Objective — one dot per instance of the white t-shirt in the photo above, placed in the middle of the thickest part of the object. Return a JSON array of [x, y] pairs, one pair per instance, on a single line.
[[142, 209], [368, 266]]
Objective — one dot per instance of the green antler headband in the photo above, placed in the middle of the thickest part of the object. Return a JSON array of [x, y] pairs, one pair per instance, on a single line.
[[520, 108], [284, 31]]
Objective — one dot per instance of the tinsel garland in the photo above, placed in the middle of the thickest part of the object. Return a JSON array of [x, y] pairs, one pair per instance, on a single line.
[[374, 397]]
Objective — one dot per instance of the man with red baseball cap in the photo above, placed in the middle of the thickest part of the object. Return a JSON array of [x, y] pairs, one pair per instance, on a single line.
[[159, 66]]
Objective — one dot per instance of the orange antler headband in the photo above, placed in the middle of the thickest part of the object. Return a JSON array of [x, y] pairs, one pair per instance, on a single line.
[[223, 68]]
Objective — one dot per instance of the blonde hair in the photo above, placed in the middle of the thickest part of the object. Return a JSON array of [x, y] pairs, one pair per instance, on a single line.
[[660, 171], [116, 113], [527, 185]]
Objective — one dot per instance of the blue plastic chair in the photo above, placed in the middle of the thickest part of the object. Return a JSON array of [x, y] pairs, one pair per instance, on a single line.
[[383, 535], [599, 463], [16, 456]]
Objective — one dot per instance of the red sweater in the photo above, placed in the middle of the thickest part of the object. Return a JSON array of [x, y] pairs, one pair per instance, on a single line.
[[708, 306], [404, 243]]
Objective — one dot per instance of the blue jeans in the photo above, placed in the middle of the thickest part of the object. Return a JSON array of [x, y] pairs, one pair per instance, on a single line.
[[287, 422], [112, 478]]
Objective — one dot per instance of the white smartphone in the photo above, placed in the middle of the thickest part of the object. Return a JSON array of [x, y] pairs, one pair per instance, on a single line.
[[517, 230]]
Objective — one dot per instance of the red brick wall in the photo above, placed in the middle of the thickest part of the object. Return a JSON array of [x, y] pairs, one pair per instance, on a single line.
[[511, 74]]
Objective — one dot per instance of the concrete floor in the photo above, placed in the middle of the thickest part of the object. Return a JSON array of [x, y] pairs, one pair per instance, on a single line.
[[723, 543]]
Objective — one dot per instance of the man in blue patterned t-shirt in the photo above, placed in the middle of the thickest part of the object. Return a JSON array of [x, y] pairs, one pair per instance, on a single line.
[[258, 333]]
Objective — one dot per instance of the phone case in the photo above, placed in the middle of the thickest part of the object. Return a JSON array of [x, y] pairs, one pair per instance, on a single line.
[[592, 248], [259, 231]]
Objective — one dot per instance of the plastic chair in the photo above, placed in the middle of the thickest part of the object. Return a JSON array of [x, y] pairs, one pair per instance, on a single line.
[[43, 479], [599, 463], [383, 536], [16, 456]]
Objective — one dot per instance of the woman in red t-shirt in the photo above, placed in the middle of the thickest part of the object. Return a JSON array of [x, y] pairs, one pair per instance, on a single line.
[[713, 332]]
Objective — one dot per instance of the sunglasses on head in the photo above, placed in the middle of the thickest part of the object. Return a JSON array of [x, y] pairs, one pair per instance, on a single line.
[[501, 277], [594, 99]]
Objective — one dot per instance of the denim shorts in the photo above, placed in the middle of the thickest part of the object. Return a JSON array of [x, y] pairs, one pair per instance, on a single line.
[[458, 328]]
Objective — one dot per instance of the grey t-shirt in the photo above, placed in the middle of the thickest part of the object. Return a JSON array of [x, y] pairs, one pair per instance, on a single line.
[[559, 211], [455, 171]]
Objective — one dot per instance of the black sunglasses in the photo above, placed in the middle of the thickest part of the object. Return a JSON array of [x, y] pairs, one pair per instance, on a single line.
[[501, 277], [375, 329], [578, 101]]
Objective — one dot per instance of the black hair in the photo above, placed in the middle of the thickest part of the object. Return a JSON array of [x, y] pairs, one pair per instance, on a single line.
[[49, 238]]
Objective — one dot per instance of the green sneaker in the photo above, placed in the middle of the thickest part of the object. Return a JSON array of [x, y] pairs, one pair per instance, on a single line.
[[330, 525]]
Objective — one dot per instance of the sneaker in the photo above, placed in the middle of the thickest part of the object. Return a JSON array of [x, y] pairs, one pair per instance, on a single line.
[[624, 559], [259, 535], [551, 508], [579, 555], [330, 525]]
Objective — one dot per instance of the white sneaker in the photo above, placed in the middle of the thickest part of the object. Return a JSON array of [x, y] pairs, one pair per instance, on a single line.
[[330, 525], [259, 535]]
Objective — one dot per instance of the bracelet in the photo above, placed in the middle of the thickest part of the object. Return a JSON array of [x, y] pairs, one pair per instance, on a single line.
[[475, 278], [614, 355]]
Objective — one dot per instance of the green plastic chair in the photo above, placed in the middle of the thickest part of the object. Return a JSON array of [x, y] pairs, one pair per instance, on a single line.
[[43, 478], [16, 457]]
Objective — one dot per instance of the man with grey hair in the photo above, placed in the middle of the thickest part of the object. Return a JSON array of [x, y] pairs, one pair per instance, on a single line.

-----

* What you have to do:
The entries must all be transcribed exactly.

* Answer box:
Objective — one dot per instance of the white t-shirt in the photo above, placed in the middle of the thickest part of the object. Return a JSON array of [x, y] pairs, one pair per instance, on a single line.
[[142, 209], [368, 266]]
Objective — one dot per instance of the green antler headband in the photo above, placed in the middle of the thickest part of the object. Return a JSON array of [x, y] pairs, one pair per instance, on a single line.
[[520, 108], [284, 31]]
Objective — one dot per instance of the tinsel garland in the photo above, placed in the middle of the thickest part of the object. Return a JSON array of [x, y] pairs, one pair per instance, on a single line.
[[374, 397]]
Objective — one dot per instance of the man with red baseball cap in the photo above, placed in the middle of the thickest part of the object. Return a JSON array of [x, y] pairs, one pair per instance, on a single line.
[[159, 66]]
Objective — one dot per instance of the orange antler headband in the photo above, placed in the middle of the thickest part of the object. Return a JSON array of [x, y] pairs, one pair per instance, on a single line.
[[223, 68]]
Objective — one dot per instance of the blonde hair in the photo above, placed in the middle of the thickest part of the object. Return a JSON array of [x, y] pairs, one pair per instance, on a single line.
[[660, 171], [116, 113], [527, 185]]
Objective — one dot per instance of the blue plastic chair in the photo above, placed in the middle of the thickest part of the object. Return a JSON array of [x, y] pairs, one pair per instance, on a single line.
[[383, 535], [599, 463], [16, 456]]
Objective — one dot per instance of the red sweater in the photo above, placed in the middle of the thickest part of the object. Return a JSON array of [x, y] pairs, one pair per instance, on a single line.
[[708, 306], [404, 243]]
Objective — one dot per instance of the blue jeans in the photo above, placed in the middle of the thickest part of the object. Return a JSON array of [x, y] pairs, one pair per instance, on a single line.
[[287, 422], [112, 478]]
Objective — one dot per instance of the white smartphone in the photo above, placed in the middle of the thickest part of the object. Return a JSON array of [x, y] pairs, one pair per instance, on a single line.
[[517, 230]]
Objective — one dot per instance of the red brick wall in the photo above, placed in the middle of the thickest part of the object. Return a JSON array of [x, y] pairs, one pair per instance, on a single line.
[[511, 74]]
Objective — one dot per instance of the concrete floor in the photo above, placed in the middle of the thickest part of the object. Return a JSON array of [x, y] pairs, one pair per instance, on a single line.
[[723, 543]]
Objective — one dot per instance of the man in blue patterned t-shirt in the photo above, placed in the middle of the thickest part of the object. Return a JSON array of [x, y] pairs, one pair per instance, on a single line.
[[258, 333]]
Objective — one dot per instance of the phone case in the photo above, placed in the middle of the thickest part of the object. Return a JSON array of [x, y] pairs, one pair per instance, on a single line.
[[592, 248], [259, 231]]
Objective — one dot per instance of the plastic chair in the photo above, placed in the middle of the thickest part of the object. Return a JSON array of [x, y] pairs, one pair per instance, on a single line.
[[43, 479], [599, 463], [383, 536], [16, 456]]
Objective — one dot per instance of the woman in red t-shirt in the photo above, placed in the middle of the thickest part of the object. Return a JSON array of [x, y] pairs, one pair per instance, on a single line.
[[713, 332]]
Objective — one dot per instance of the sunglasses on head in the photo above, placed in the middle of the thickest part of the object. Return a JSON array of [x, y] pairs, one pair per instance, on a single line.
[[501, 277], [594, 99]]
Objective — one dot per instance of the denim shorts in the photo above, placed in the middle of the thickest part of the object. Return a JSON array of [x, y] pairs, one pair per instance, on a single line.
[[458, 328]]
Objective — one dot per instance of the grey t-shirt in the photo above, placed in the middle of the thickest part of the object. Return a JSON array of [x, y] pairs, one pair per instance, on a single line.
[[559, 211], [455, 171]]
Objective — one dot per instance of the black sunglasses in the photo above, placed in the middle of the thickest part of the object. Return a JSON array of [x, y] pairs, one pair per instance, on a single line.
[[501, 277], [375, 329], [578, 101]]
Objective — one dot per instance of the black hair in the photo above, placed in the middle of the thickest part of the object. Return a JSON array of [x, y] pairs, one pair per instance, on a single line.
[[49, 238]]
Objective — one dot per instance of the green sneaker in the photo above, placed in the middle of the thickest part of the object. Return a JSON array of [x, y] pairs, one pair per instance, on a single line.
[[330, 525]]
Objective — one dot per instance of the sneaker in the photo above, placed in the middle of the thickest part of the object. Return a JSON array of [x, y] pairs, one pair per instance, on a single line.
[[624, 559], [259, 535], [551, 508], [579, 555], [330, 525]]
Objective — one dot per instance of the white sneaker in the photo above, placed in the middle of the thickest part of the object. Return a JSON array of [x, y] pairs, one pair per instance, on a single line.
[[330, 525], [259, 535]]
Objective — one dot per instance of the bracelet in the photo above, placed in the middle of the thickest part of the object. Return a JSON array of [x, y] pairs, one pair per instance, on a single line.
[[475, 278], [614, 355]]
Objective — one dot per instance of the green plastic chair in the photo above, placed in the middle of the thickest part of the object. Return a JSON array of [x, y] pairs, one pair per instance, on a single line.
[[43, 478], [16, 457]]
Objective — one dot per instance of the man with grey hair in the photo above, placed in the middle of the thickest part of the object. Return a JSON array of [x, y] pairs, one pair per instance, on a single line.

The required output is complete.